# Exercise directions
The response should consist of the data reproduced word for word.

# Dataset
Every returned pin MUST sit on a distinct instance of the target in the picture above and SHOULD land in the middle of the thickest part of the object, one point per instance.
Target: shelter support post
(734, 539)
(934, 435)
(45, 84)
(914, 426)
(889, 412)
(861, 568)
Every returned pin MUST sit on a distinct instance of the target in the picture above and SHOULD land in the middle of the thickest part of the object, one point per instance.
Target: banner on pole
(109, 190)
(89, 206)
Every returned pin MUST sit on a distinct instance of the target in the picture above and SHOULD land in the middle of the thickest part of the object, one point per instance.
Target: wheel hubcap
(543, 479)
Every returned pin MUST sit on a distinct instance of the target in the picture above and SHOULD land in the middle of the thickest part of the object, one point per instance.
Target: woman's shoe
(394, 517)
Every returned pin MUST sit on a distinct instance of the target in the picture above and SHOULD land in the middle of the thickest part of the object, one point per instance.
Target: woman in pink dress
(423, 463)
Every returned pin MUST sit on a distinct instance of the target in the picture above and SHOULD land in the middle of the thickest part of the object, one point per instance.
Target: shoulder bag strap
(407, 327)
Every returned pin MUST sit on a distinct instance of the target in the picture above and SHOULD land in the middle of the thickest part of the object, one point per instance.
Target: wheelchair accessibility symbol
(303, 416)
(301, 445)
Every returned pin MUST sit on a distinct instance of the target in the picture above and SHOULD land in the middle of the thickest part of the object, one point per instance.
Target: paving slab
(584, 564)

# Task solution
Every returned pin MUST sit on a distinct instance of the target in the picture above and SHOULD land in the middle of the thickest part of the object, one point per instance.
Target: shelter support post
(734, 539)
(934, 435)
(45, 84)
(914, 426)
(889, 412)
(861, 568)
Every returned pin MUST sit on a distinct instance of the target in the picture above and SHOULD land in the middle of the thickest part of the object, one point per instance.
Target: banner on pole
(109, 190)
(89, 206)
Every returned pin MUST sit on a distinct instance of the target in the picture above and SHOULD land in the middle of the thickest part of the object, one point per instance.
Target: wheel hubcap
(543, 479)
Every returned pin MUST sit on a distinct instance of the target in the picture above and SHOULD land in the middle of the thickest part of the object, one point per instance.
Target: woman's shoe
(394, 517)
Every returned pin MUST sit on a distinct instance of the target in the picture above and SHOULD land in the middle of the thickest part of the object, one point per instance.
Target: woman in pink dress
(423, 463)
Every returned pin MUST sit on a distinct instance of the target in the picture above and SHOULD land in the middle of the thickest part of the object, one point per instance.
Target: shoulder bag strap
(407, 327)
Every returned pin MUST sit on a distinct instance of the target in the picture above and SHOULD land in the middle of the thickest part of the object, one point per instance.
Target: wheelchair accessibility symbol
(303, 416)
(301, 445)
Every returned pin MUST sit on a distinct instance of the target in the picture above and SHOULD land in the middle of the thickest part of the object, one point per instance.
Target: paving slab
(584, 564)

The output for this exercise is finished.